§ **QUESTIONS**
**1.** Condense the paragraph of the Tesla leather article that begins "After working for months" into a bulleted list that keeps its main facts.
**2.** Write the next few paragraphs of the Tesla leather article, starting after its final sentence.
TEXT SHOWN below:
UPDATE, June 10, 2015, 9:23 p.m. EDT: Click here to read the "vegan Tesla" vote results. Elizabeth and Mark lost their shareholder proposals to phase out leather from future Tesla car options, but not without some supporters. 

Original story begins here:

After working for months to win six minutes at Tuesday’s Tesla Motors fifth annual shareholder meeting, Elizabeth Farrell Peters and her husband, Mark Peters, asked fellow Tesla Model S owners and company stakeholders to think about whether the electric carmaker should be offering leather as a luxury option. The Peters maintain a vegan household at their Hurst, Texas, home, but their request is more than personal.

“Tesla has two choices,” Elizabeth said during her three-minute pitch supporting a measure that would phase leather out of Tesla’s supply chain. “Tesla can continue to fill cars with skins of sentient beings … while adding a massive amount of greenhouse gas to the air. … Or Tesla can adopt many of the faux leather interiors used by Mercedes-Benz, Lexus, Infiniti and others.”
End of TEXT SHOWN.
EXCERPTED DATA below:
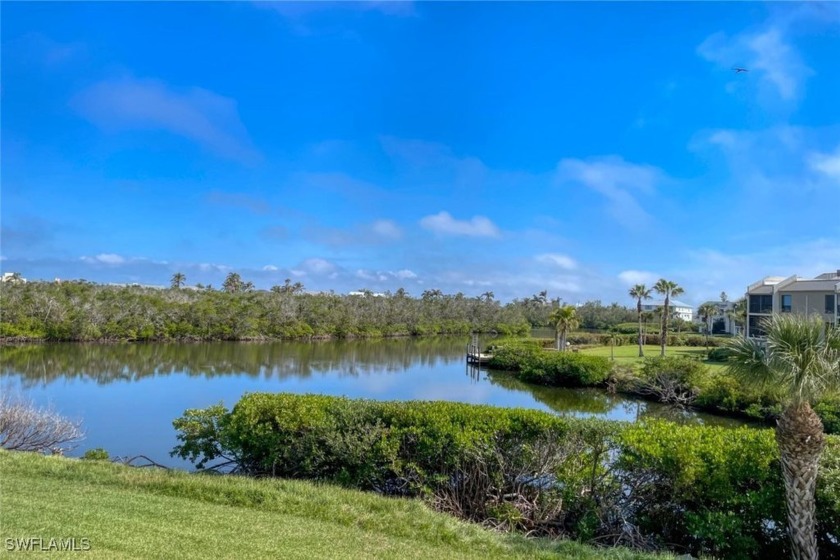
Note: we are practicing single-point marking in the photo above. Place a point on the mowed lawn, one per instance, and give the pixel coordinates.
(628, 354)
(126, 512)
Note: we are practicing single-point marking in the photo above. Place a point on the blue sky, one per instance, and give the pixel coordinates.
(577, 148)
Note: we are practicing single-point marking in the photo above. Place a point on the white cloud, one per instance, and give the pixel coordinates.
(200, 115)
(616, 180)
(380, 276)
(318, 266)
(387, 229)
(443, 223)
(556, 259)
(105, 258)
(633, 277)
(767, 55)
(826, 164)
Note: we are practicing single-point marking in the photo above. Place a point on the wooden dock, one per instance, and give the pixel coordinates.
(474, 354)
(478, 358)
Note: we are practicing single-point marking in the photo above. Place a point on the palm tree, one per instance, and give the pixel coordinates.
(738, 313)
(707, 311)
(640, 292)
(613, 337)
(801, 357)
(563, 319)
(646, 317)
(668, 289)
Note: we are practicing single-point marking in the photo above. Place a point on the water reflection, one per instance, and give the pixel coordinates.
(45, 363)
(583, 402)
(128, 394)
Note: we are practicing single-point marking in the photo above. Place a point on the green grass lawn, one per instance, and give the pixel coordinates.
(128, 512)
(628, 354)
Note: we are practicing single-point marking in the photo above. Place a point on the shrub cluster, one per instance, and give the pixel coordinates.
(83, 311)
(533, 364)
(678, 380)
(707, 490)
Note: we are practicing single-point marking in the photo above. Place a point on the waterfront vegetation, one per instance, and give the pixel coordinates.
(652, 485)
(706, 490)
(83, 311)
(683, 377)
(127, 512)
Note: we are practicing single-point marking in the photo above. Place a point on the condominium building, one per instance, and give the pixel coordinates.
(775, 294)
(678, 308)
(722, 322)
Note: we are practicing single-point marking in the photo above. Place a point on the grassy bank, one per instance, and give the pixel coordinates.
(685, 376)
(629, 354)
(139, 513)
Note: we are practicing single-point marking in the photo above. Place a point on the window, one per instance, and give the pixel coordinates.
(786, 303)
(756, 326)
(761, 304)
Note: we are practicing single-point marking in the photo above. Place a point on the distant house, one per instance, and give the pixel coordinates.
(722, 321)
(775, 294)
(680, 309)
(13, 277)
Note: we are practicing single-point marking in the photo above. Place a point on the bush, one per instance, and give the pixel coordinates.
(565, 369)
(720, 354)
(480, 462)
(532, 364)
(26, 427)
(717, 490)
(705, 490)
(671, 379)
(97, 454)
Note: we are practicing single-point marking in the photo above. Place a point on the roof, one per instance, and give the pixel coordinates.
(813, 286)
(671, 303)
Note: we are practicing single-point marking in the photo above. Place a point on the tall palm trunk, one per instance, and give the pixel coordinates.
(799, 434)
(663, 333)
(641, 347)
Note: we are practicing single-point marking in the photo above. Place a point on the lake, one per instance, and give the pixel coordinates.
(128, 394)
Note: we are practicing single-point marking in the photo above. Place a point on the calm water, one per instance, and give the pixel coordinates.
(129, 394)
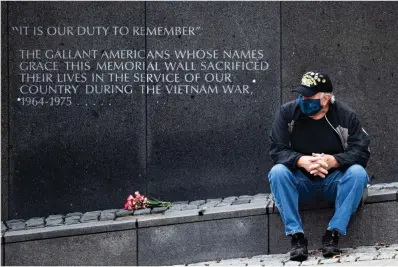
End of EXCERPTED DATA.
§ **ANSWERS TO THE TASKS**
**1.**
- Elizabeth Farrell Peters and her husband, Mark Peters, worked for months to win six minutes at Tesla Motors' fifth annual shareholder meeting on Tuesday.
- They asked fellow Tesla Model S owners and company stakeholders to consider whether the electric carmaker should offer leather as a luxury option.
- The couple keeps a vegan household at their home in Hurst, Texas, but their request goes beyond personal preference.

**2.**
Leather has long been a part of the luxury car business, and even the companies that offer alternatives have yet considered eliminating the animal-product option. But the couple said that Tesla should raise the bar considering its environmental mission. Shareholders voted on the proposals. Results will be posted within four business days. 

mark peters Mark Peters (pictured) and his wife Elizabeth Farrell Peters, Tesla Model S owners and company shareholders, officially pitched their proposal to get Tesla to stop offering leather interior options. Photo: Screenshot

The couple offered two shareholder proposals: one in which the company would stop offering leather by 2019 and one in which it would offer cruelty-free synthetic alternatives used by other luxury carmakers that generates as much as 65 percent fewer carbon dioxide emissions.

Tesla has recommended shareholders vote against the measures, citing the need to prioritize its objectives. But Tesla CEO Elon Musk hinted Tuesday that the company might consider alternatives.

“Yeah, absolutely,” he said. “We’ll look into it.”

Mark and Elizabeth Peters have plenty of data to back up the implications of leather in the automotive industry and elsewhere. A 2006 report from the U.N. Food and Agricultural Organization estimates livestock farming makes up 18 percent of all greenhouse gas emissions. And the process of leather tanning is a highly toxic process.

Since Tesla’s core mission is to reduce the impact of human-caused global warming, the Peterses say the use of leather is antithetical to the company’s forward-thinking mission. “Frankly, it’s un-Tesla,” to use leather in its cars, Mark said.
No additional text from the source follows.